**GOAL A**
From the listing, please output as a JSON list of strings the lines from the line with "Place a point on each instance of the upper" to the line with "x=513, y=214", both included, one string per line and blank lines left out.

**SOURCE EXTRACT**
• • •
To review: Sex and the City was amazing and the most racist show eeeeeever; when black people appeared, right before they led Carrie and company by the hands into a boiling pot of water for a sinewy human stew (flavored by NARS cosmetics and Vagisil! #ageism), they were uniformly and outrageously and super-fetishistically Others. (No browns, obvi, too weird!) Miranda dated a black dude (a sports doctor, cannily encapsulating a stereotype and a counteracting anti-stereotype with one smooth stroke) after watching a black-on-blonde sexy soap opera; Samantha dated a black music executive (they talked about their respective “bling”) whose sister was a soul food chef (HAHAHHAHAHAHA); Carrie and Charlotte were all “Ew, black guys!” or whatever you say when you’re explaining why you only date abusive, unfun white men.


Girls is Sex and the City for girls who wear flats, which it is supposed to be and totally is (and other than the institutionalized racism, it’s exceptionally good). Except, Sex and the City was made up by a pack of glossily unrelatable older women and gays—nobody you follow on Twitter—instead of a peer. I saw Lena Dunham at the movies and started walking toward her before I realized we’d never met and weren’t actually friends, which is super gross of me, and super-why Lena the Idea, established first in her movie Tiny Furniture, is working and ongoing also making everybody soooo mad.

A better/the best example of what’s wrong with Girls-as-racism is that Bored to Death was about precisely the same shit but was not smart and barely funny, and yet, existed unremarked upon for X seasons (too disinterested to look that up, but…  Three?). I think both Rachael and Monica periodically had sessssss-shual Latin lovers on Friends, and maybe there were black people at Central Perk sometimes? Seinfeld was racist too, as is my favorite nu-New York show, Curb Your Enthusiasm. (Just like pre-sequel SATC, which was just tooooo not-incidentally racist, TV is both amazing and the worst.)

 All this has been noted (my friend Cord Jefferson said it the best, listen: “When we look at Lena Dunham and Jerry Seinfeld, we see people with whom we have a lot in common. When they look at us, they see strangers.” Maybe he can teach me how to write an ending?), but what else has been noted, quietly but everywhere, is the idea that because Girls is supposed to be what a professional television writer called “FUBU” (again, with the HAHAHAHAHAHA) it’s supposed to be better. Because, while Jonathan Ames gets to make a shitty, whiny HBO show about creative, selfish, privileged white people fucking up, Lena Dunham has a pusssssaaaaay and is therefore not allowed to do it, too.
• • •
**GOAL B**
Answer these questions from the essay above:
(i) What was the profession of the man Miranda dated?
(ii) In which movie was "Lena the Idea" first established?
(iii) Which friend does the essay quote on Lena Dunham and Jerry Seinfeld?
• • •
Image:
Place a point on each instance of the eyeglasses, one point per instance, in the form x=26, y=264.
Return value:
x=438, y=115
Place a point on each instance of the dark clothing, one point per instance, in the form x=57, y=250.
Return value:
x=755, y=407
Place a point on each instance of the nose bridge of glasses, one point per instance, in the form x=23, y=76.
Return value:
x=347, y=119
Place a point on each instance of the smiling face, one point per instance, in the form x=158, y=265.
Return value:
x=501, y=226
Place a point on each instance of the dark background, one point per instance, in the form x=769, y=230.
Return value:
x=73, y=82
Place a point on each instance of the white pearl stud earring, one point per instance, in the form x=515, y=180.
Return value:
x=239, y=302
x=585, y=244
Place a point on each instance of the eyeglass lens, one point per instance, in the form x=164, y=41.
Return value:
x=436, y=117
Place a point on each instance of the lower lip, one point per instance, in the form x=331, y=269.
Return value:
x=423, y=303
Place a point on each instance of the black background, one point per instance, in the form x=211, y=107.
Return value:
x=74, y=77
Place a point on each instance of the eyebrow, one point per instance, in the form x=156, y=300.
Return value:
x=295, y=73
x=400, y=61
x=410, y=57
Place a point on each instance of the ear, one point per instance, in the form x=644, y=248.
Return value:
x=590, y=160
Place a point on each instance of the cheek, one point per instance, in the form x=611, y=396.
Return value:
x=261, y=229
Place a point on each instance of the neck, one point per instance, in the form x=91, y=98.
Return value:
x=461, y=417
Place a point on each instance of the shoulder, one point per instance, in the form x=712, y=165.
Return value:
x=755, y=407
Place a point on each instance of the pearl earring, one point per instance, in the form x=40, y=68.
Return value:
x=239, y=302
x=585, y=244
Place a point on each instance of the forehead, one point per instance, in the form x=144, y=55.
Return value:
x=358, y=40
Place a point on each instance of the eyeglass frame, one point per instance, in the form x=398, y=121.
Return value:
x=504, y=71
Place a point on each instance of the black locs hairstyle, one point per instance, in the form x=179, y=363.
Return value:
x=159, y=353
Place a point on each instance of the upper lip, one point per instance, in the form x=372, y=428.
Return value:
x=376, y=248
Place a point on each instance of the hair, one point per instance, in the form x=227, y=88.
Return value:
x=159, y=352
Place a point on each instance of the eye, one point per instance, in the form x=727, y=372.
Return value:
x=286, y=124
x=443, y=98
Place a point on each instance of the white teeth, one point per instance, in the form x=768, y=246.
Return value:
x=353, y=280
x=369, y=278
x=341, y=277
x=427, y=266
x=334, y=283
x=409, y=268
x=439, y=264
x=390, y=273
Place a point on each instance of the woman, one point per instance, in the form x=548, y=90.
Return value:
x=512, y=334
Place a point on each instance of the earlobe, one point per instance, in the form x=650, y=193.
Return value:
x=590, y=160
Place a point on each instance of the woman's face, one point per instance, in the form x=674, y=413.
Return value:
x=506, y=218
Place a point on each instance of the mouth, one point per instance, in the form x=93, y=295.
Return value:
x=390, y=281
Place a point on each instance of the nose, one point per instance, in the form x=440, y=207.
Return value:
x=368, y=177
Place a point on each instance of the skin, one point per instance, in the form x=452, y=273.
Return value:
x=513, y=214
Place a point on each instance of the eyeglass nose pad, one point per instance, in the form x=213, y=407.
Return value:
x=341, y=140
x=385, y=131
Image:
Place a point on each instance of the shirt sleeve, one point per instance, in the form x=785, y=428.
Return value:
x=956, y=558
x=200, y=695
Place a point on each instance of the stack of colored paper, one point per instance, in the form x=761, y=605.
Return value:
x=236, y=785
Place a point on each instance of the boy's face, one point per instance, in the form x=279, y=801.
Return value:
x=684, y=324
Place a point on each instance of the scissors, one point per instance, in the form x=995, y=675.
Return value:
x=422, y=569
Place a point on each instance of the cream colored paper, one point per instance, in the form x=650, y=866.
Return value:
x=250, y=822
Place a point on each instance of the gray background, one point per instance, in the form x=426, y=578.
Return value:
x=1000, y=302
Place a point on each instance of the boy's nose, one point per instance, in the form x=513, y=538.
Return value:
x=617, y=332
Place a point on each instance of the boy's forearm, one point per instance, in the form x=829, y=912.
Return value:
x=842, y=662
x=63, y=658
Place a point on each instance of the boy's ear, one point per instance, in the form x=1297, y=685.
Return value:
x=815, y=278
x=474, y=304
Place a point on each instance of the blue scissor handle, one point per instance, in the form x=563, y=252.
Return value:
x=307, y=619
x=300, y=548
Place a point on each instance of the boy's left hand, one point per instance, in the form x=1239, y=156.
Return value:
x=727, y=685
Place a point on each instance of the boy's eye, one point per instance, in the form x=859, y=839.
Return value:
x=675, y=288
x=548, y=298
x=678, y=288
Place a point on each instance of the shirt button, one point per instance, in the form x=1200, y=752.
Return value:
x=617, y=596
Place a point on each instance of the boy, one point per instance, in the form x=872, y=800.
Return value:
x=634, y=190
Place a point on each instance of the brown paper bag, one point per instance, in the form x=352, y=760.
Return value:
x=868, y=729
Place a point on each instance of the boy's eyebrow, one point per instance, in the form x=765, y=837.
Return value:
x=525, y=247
• • •
**RIGHT ANSWER A**
[
  "Place a point on each instance of the upper lip, one point per instance, in the form x=372, y=428.",
  "Return value:",
  "x=376, y=248",
  "Place a point on each instance of the hair, one point per instance, in the form x=227, y=88.",
  "Return value:",
  "x=159, y=352",
  "Place a point on each instance of the eye, one point per instance, in the form x=727, y=372.",
  "Return value:",
  "x=286, y=124",
  "x=443, y=98",
  "Place a point on each instance of the white teeth, one point per instance, in the form x=768, y=246.",
  "Return value:",
  "x=353, y=280",
  "x=369, y=278",
  "x=341, y=277",
  "x=427, y=266",
  "x=334, y=283",
  "x=409, y=268",
  "x=439, y=264",
  "x=390, y=273",
  "Place a point on each instance of the woman, one point per instance, in the form x=548, y=90.",
  "Return value:",
  "x=512, y=334",
  "Place a point on each instance of the earlobe, one point per instance, in the form x=650, y=193.",
  "Return value:",
  "x=590, y=160",
  "Place a point on each instance of the woman's face, one point per instance, in the form x=674, y=413.",
  "Return value:",
  "x=506, y=218",
  "Place a point on each instance of the mouth, one point per instance, in the form x=93, y=295.",
  "Return value:",
  "x=390, y=281",
  "Place a point on each instance of the nose, one point per instance, in the form x=440, y=207.",
  "Return value:",
  "x=368, y=177",
  "Place a point on each instance of the skin, one point per instance, in the form x=452, y=273.",
  "Return value:",
  "x=513, y=214"
]

**RIGHT ANSWER B**
(i) A sports doctor.
(ii) Tiny Furniture.
(iii) Cord Jefferson.